- **Source document**
Monday, December 24, 2007

Children conscripted into service of Congo’s warring factions

The Democratic Republic of Congo is the size of Western Europe and should prosper from a wide range of natural resources including gold, diamonds and minerals. Yet its seemingly never ending wars have resulted in 3.9 million dead since 1998 from war related violence, hunger and disease.

As in other countries in turmoil such as Burma and Afghanistan when the manpower needs of the warring armies cannot be met, the militias conscript children. Children often work in slave-like situations, are sexually abused and sometimes are even armed and put on the front lines of military operations.

The Congo is no exception. This week, Save The Children has complained that children are being abducted by armed groups for service.

This from Reuters:

Fighting in eastern Congo this month has led to a surge in child abductions by armed groups who force minors to fight, carry ammunition or become their sex slaves, Save the Children said on Monday.

Children's rights campaigners including the British-based charity say most of the factions fighting in a complex web of conflict left behind in eastern Congo after the vast country's 1998-2003 war have used child soldiers.

Save the Children says it has demobilised nearly 7,000 children over the past three years, but some of them are being forced back into armed groups by a wave of recruitment since a government advance and rebel counter-offensive this month.

"The situation for children in eastern Democratic Republic of Congo is catastrophic. Fighters from all sides are using children as frontline fodder, raping young girls and attacking houses," Save The Children Country Director Hussein Mursal said in a statement.

- **Information shown**

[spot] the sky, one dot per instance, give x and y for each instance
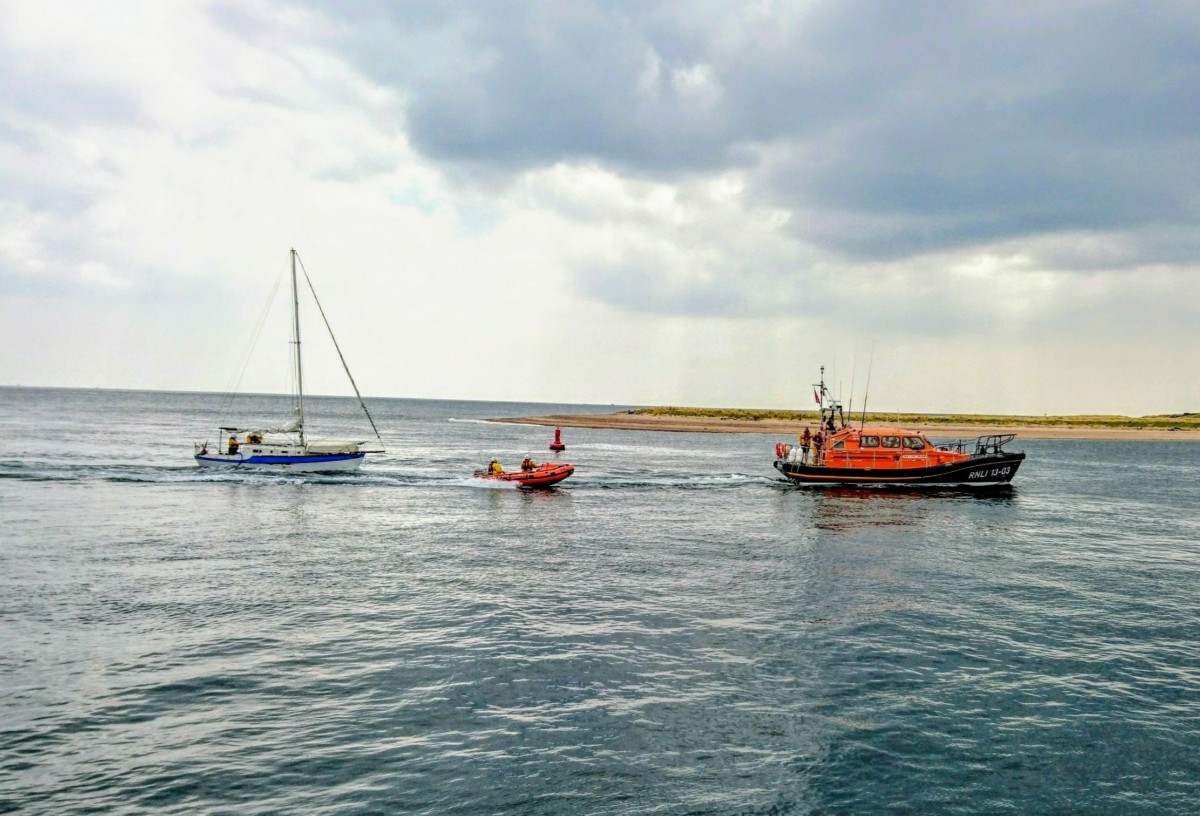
(953, 207)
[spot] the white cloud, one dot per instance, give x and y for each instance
(619, 203)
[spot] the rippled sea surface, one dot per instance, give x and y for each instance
(671, 631)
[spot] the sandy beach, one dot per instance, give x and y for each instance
(627, 421)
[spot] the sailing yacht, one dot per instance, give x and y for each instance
(288, 447)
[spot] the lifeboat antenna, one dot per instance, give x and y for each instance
(867, 391)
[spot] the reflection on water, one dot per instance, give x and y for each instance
(844, 508)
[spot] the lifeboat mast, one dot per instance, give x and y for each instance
(831, 408)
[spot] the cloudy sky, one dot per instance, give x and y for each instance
(985, 207)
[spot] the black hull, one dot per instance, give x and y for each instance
(982, 471)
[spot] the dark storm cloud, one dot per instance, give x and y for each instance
(909, 126)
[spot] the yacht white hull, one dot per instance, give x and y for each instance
(306, 463)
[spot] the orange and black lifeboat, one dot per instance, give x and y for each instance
(887, 455)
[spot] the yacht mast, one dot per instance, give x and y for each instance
(295, 335)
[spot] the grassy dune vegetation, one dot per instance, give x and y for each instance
(1186, 421)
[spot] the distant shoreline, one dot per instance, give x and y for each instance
(628, 421)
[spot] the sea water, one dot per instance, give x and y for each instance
(672, 630)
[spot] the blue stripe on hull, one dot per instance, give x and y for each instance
(318, 462)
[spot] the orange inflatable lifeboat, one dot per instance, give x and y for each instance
(843, 455)
(539, 475)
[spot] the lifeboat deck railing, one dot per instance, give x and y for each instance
(985, 445)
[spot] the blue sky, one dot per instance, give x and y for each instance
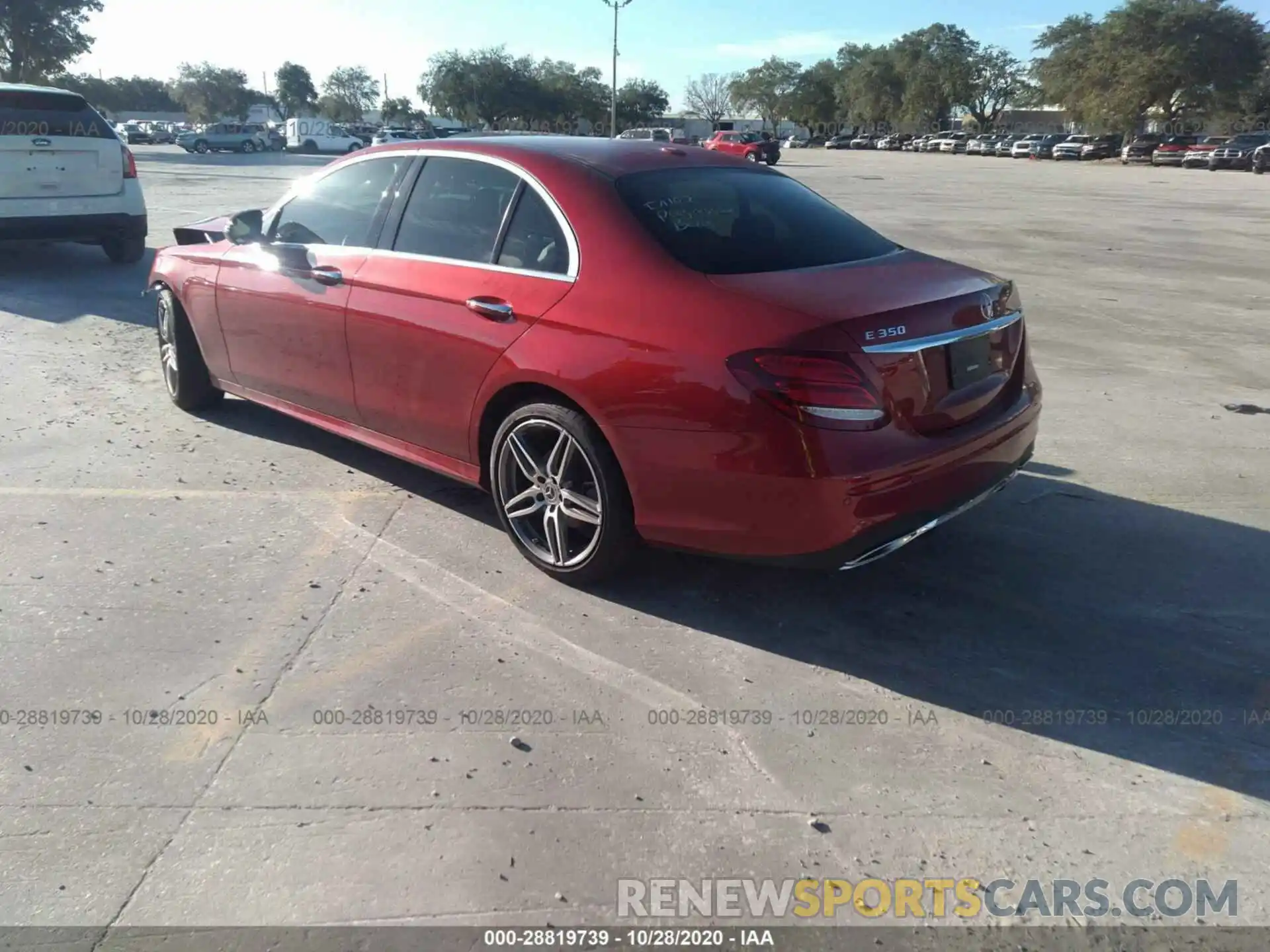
(669, 41)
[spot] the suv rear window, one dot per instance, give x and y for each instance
(745, 221)
(37, 113)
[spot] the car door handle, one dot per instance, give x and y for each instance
(492, 307)
(327, 274)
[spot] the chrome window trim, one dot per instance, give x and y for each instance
(912, 347)
(571, 238)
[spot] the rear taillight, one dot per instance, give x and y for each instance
(813, 387)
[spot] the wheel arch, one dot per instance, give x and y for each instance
(515, 394)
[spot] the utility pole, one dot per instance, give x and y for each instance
(613, 110)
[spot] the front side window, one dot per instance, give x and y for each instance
(456, 210)
(339, 208)
(741, 221)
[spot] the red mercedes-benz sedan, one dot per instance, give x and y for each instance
(619, 340)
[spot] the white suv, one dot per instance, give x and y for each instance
(65, 175)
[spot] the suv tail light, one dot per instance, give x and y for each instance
(817, 389)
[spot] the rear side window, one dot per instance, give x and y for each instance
(456, 210)
(38, 113)
(742, 221)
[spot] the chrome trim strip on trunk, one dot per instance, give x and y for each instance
(911, 347)
(873, 555)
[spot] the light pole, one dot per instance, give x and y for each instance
(613, 108)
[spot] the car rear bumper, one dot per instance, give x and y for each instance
(727, 494)
(74, 227)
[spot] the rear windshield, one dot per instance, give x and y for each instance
(37, 113)
(745, 221)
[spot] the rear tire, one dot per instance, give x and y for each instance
(124, 251)
(572, 514)
(185, 371)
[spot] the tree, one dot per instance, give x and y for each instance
(997, 80)
(294, 91)
(40, 37)
(814, 99)
(639, 102)
(935, 65)
(349, 93)
(483, 87)
(397, 111)
(769, 89)
(710, 97)
(1171, 59)
(208, 93)
(870, 88)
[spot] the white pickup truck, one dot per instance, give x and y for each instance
(316, 136)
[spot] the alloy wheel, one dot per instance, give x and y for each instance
(168, 346)
(550, 494)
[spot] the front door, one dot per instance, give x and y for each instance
(479, 257)
(282, 303)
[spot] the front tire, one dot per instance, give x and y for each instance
(122, 251)
(185, 371)
(560, 494)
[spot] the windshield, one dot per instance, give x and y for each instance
(742, 221)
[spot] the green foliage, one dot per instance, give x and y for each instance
(294, 91)
(1169, 59)
(349, 93)
(769, 89)
(208, 93)
(40, 37)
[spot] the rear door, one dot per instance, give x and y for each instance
(55, 145)
(480, 254)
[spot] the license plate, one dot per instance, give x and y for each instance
(969, 361)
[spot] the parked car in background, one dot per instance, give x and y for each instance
(1238, 154)
(385, 136)
(314, 136)
(749, 146)
(1173, 150)
(1071, 147)
(1260, 160)
(1197, 157)
(1141, 149)
(1043, 147)
(134, 134)
(222, 138)
(1101, 147)
(849, 397)
(1021, 147)
(65, 175)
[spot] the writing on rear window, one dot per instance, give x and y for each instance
(40, 127)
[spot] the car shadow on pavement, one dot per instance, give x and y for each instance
(1122, 627)
(1117, 626)
(62, 282)
(255, 420)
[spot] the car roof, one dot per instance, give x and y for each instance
(609, 157)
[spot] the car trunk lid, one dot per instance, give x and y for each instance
(944, 340)
(54, 145)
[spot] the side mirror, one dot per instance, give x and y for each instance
(245, 227)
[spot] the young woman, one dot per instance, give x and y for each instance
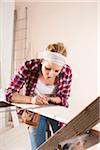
(52, 77)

- **Exercise instructions**
[1] Name every country the article on child conscription in Congo mentions by name.
[2] Return the stretch of the article from "Children's rights campaigners" through "in a statement.", copied word for word.
The entries were drawn from a different source than the article.

- **List of solutions**
[1] Democratic Republic of Congo, Burma, Afghanistan

[2]
Children's rights campaigners including the British-based charity say most of the factions fighting in a complex web of conflict left behind in eastern Congo after the vast country's 1998-2003 war have used child soldiers.

Save the Children says it has demobilised nearly 7,000 children over the past three years, but some of them are being forced back into armed groups by a wave of recruitment since a government advance and rebel counter-offensive this month.

"The situation for children in eastern Democratic Republic of Congo is catastrophic. Fighters from all sides are using children as frontline fodder, raping young girls and attacking houses," Save The Children Country Director Hussein Mursal said in a statement.